[Extracted data entries]
┄┄┄┄┄┄┄┄┄┄

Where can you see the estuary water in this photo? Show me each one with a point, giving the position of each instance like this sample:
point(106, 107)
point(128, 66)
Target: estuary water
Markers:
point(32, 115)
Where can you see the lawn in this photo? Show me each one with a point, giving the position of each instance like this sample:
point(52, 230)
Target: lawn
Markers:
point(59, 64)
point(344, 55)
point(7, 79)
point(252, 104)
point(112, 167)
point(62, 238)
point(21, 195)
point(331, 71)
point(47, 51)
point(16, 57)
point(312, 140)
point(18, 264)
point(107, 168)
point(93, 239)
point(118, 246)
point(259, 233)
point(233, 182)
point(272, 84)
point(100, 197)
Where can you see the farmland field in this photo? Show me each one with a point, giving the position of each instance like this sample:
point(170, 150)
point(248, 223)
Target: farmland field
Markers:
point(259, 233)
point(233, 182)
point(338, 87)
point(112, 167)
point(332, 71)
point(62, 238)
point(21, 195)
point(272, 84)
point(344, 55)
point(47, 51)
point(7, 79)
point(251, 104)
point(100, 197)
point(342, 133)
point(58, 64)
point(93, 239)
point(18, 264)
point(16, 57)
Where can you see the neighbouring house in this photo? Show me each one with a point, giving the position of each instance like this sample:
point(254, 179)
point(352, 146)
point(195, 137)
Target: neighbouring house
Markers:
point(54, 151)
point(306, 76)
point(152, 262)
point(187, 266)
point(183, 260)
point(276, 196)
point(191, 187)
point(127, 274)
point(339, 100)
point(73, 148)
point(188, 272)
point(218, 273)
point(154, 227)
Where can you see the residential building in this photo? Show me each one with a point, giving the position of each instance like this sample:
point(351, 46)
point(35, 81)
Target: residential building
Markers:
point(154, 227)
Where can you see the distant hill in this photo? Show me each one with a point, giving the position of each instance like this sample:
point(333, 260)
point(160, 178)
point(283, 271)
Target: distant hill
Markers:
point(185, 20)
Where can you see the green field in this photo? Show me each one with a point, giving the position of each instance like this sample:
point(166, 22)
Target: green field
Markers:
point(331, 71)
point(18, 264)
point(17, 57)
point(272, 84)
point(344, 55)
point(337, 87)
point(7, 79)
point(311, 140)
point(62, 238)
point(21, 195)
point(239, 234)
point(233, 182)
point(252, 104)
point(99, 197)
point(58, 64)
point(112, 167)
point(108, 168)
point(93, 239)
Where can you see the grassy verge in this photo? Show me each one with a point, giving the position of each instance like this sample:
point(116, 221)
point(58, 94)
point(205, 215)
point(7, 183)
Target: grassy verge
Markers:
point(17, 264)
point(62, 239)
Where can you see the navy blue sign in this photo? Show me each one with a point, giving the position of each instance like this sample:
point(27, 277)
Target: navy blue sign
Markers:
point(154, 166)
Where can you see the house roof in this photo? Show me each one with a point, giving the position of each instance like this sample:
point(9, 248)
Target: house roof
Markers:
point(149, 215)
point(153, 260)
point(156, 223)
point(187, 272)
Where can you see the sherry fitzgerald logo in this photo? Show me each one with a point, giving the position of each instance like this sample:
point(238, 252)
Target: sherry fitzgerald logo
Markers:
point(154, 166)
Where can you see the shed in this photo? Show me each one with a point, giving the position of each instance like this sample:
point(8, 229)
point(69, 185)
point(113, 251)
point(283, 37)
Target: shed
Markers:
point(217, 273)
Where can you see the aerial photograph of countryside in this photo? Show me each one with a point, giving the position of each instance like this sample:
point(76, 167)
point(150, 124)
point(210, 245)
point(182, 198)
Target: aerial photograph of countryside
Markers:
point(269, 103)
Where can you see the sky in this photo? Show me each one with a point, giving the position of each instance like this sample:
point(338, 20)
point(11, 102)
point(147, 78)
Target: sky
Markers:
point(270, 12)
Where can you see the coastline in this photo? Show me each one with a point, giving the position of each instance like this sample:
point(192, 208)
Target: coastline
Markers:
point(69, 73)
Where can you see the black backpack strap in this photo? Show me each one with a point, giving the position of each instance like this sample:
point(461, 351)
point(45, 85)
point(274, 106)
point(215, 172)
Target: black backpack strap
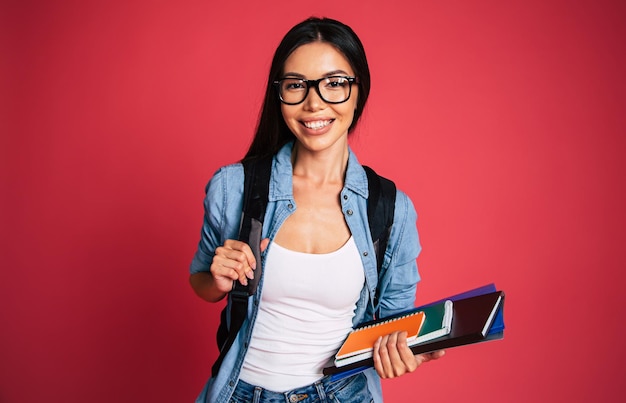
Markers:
point(381, 206)
point(255, 197)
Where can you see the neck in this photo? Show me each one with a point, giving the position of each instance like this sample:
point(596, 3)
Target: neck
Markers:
point(322, 167)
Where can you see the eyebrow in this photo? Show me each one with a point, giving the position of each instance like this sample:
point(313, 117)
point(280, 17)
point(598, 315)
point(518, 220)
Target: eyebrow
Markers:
point(330, 73)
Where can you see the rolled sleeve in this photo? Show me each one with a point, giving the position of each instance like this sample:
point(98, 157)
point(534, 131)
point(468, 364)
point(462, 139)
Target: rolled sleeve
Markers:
point(399, 280)
point(224, 189)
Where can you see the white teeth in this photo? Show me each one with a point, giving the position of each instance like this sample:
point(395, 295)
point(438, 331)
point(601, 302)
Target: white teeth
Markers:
point(318, 124)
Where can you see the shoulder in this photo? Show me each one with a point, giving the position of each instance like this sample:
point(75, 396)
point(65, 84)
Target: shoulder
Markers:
point(225, 187)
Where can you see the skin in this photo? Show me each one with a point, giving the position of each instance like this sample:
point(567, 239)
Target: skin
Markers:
point(320, 158)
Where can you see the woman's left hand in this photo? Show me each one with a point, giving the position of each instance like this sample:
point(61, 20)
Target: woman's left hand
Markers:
point(393, 357)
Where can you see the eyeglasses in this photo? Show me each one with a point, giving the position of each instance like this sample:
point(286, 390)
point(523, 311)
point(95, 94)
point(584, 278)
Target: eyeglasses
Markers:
point(332, 90)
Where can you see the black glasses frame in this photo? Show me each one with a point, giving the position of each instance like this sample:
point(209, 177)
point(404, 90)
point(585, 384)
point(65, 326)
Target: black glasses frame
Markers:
point(316, 85)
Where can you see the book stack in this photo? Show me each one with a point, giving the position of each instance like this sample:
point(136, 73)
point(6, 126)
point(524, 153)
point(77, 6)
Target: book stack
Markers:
point(467, 318)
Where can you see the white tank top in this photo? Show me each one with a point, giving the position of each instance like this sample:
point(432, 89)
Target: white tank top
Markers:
point(306, 311)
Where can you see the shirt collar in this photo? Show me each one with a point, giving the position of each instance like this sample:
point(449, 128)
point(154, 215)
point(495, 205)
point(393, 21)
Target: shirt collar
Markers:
point(281, 184)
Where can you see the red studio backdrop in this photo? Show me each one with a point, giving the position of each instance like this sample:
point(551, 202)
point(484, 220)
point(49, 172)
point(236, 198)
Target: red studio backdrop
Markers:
point(503, 121)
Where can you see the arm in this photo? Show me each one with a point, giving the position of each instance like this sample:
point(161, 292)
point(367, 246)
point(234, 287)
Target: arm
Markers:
point(219, 259)
point(392, 355)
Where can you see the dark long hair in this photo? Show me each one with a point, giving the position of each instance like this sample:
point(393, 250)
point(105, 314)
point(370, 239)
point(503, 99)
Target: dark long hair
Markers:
point(272, 132)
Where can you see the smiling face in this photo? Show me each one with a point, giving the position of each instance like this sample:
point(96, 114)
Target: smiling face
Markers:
point(316, 124)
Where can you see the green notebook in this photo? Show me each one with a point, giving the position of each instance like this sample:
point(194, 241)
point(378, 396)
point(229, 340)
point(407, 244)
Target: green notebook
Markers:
point(438, 322)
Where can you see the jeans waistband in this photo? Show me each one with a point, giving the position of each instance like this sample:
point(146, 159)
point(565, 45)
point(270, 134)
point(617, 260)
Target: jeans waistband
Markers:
point(320, 391)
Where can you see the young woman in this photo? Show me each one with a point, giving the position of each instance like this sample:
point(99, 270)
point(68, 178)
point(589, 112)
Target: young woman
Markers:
point(320, 271)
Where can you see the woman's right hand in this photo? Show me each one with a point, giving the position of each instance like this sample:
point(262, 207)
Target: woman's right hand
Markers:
point(234, 261)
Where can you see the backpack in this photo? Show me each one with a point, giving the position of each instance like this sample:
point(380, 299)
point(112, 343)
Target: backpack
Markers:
point(380, 211)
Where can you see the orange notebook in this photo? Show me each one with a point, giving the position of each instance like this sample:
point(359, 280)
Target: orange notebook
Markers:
point(362, 339)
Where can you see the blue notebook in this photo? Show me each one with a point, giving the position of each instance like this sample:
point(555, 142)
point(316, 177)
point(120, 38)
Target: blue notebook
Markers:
point(466, 300)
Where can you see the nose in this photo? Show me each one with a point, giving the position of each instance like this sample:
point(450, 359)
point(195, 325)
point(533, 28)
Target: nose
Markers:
point(313, 101)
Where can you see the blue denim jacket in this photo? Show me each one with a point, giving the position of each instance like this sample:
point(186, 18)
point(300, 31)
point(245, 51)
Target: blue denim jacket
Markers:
point(399, 276)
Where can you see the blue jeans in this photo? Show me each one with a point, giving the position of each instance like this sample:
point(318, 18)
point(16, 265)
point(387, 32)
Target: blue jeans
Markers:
point(351, 389)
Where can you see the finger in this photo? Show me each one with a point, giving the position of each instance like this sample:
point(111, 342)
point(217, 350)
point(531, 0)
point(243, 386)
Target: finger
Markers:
point(397, 366)
point(233, 264)
point(264, 243)
point(239, 253)
point(383, 352)
point(406, 355)
point(378, 365)
point(248, 256)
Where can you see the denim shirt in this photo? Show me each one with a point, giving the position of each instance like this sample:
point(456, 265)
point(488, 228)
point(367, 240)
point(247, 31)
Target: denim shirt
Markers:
point(398, 278)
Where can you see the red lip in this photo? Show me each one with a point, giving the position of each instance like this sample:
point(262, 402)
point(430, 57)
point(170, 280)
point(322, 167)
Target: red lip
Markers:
point(315, 131)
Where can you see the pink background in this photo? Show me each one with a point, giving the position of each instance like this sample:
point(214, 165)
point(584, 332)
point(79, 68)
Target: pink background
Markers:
point(504, 122)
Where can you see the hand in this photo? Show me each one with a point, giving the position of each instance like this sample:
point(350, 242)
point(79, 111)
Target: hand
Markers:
point(393, 357)
point(234, 261)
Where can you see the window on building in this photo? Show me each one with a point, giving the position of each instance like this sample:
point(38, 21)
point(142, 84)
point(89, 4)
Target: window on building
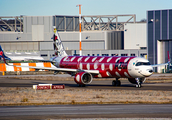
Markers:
point(143, 54)
point(114, 54)
point(105, 54)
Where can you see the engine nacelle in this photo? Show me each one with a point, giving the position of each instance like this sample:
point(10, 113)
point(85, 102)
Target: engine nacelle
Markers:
point(83, 78)
point(136, 80)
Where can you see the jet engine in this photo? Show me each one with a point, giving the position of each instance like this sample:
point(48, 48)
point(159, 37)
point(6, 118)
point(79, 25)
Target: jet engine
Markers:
point(83, 78)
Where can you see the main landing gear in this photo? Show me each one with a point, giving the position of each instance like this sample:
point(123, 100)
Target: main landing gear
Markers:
point(139, 82)
point(116, 82)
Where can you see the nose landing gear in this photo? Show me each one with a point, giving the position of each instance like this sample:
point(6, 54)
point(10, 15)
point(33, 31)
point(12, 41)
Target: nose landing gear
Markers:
point(116, 82)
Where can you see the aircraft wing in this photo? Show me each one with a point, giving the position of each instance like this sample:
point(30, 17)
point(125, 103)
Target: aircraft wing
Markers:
point(59, 69)
point(39, 60)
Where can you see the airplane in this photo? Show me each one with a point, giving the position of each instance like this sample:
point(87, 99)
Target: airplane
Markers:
point(19, 58)
point(85, 68)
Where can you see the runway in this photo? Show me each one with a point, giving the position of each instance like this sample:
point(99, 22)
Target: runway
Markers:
point(87, 111)
point(96, 84)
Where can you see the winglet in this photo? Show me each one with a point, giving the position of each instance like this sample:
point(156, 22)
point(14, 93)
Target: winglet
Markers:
point(2, 54)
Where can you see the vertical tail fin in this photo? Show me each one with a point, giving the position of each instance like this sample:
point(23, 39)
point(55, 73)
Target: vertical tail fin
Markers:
point(3, 55)
point(168, 56)
point(58, 46)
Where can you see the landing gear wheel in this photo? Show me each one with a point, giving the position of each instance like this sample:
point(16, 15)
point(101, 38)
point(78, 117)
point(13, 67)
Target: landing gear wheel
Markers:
point(118, 83)
point(114, 83)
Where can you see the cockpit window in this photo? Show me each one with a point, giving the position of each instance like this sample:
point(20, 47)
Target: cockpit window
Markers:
point(142, 63)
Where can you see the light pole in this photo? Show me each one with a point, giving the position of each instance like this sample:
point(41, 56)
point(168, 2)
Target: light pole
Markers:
point(80, 45)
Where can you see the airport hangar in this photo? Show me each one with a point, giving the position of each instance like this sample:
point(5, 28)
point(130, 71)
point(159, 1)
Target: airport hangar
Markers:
point(105, 35)
point(101, 35)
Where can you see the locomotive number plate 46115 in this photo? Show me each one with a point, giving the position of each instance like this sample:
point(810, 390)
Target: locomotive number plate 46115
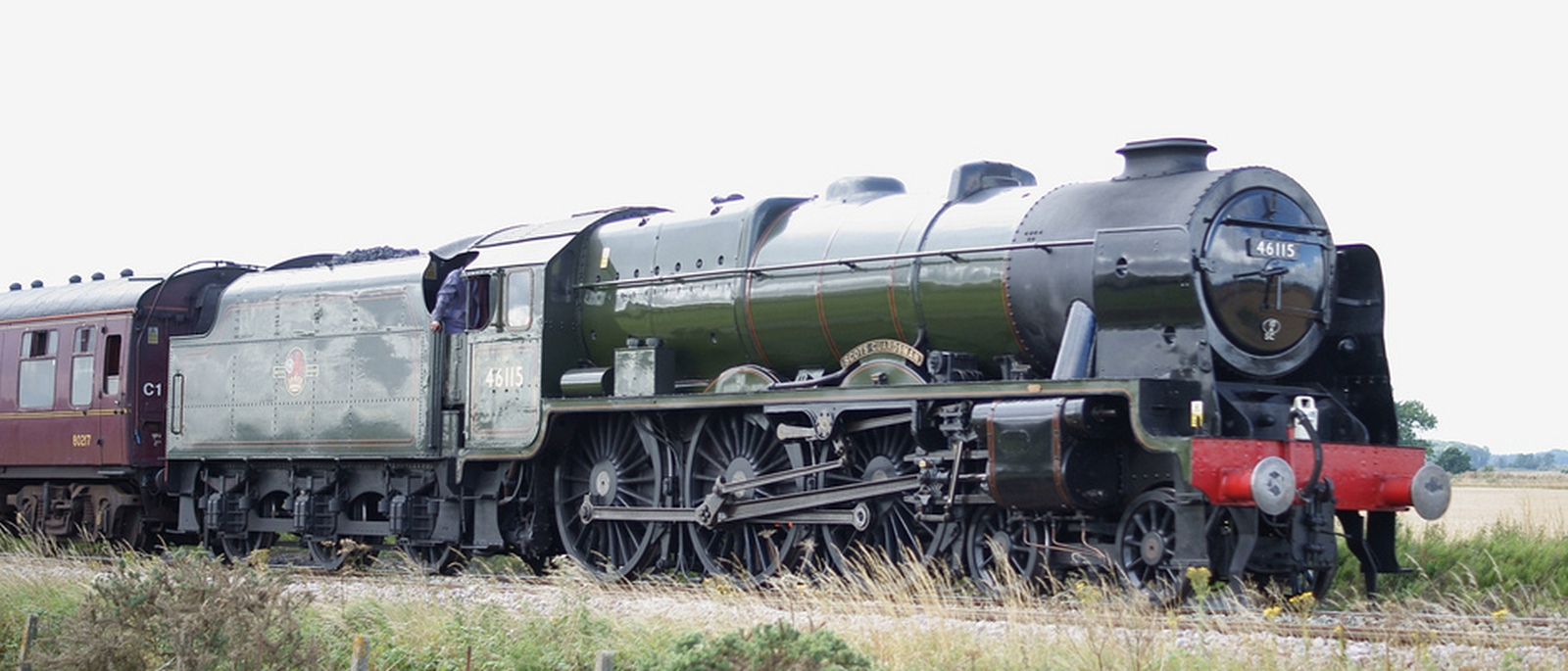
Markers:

┄┄┄┄┄┄┄┄┄┄

**STATED GOAL**
Output the lines from the one containing "Where can you see the orange" through the one containing "point(398, 278)", with both of those lines included and every line reproduced without any change.

**PROBLEM SOLUTION**
Where can you see the orange notebook in this photo? Show me each one with a point, giving the position of each instance like this sample:
point(359, 280)
Target: orange notebook
Markers:
point(362, 339)
Where can you see the blue notebook in this photo? Show me each one with a point, giving the position of each instance like this sample:
point(555, 142)
point(316, 177)
point(120, 38)
Target: blue notebook
Markers:
point(466, 300)
Where can you see the nose in this photo? Show me each one with a point, giving the position of each instance like this sample:
point(450, 359)
point(195, 325)
point(533, 28)
Target: nose
Markers:
point(313, 101)
Where can you see the blue denim jacket in this photo? Show me each one with a point, giving the position of each instance like this sample:
point(186, 18)
point(300, 31)
point(245, 51)
Target: blue denim jacket
Markers:
point(399, 276)
Where can you see the blue jeans in this photo? Show me each one with a point, giving the position of each instance like this sample:
point(318, 18)
point(16, 265)
point(387, 32)
Target: blue jeans
Markers:
point(351, 389)
Where can you see the finger in this photo? Show me each one with a point, giving the position of each instance like this sample:
point(111, 342)
point(217, 350)
point(531, 0)
point(243, 386)
Target: finger
Markers:
point(397, 366)
point(233, 264)
point(264, 243)
point(239, 253)
point(383, 352)
point(406, 355)
point(378, 365)
point(248, 256)
Where can you see the denim shirt in this photo? Show me each one with a point, giving the position of each instance like this sample:
point(456, 265)
point(488, 228)
point(367, 240)
point(247, 31)
Target: denim shirt
Markers:
point(398, 278)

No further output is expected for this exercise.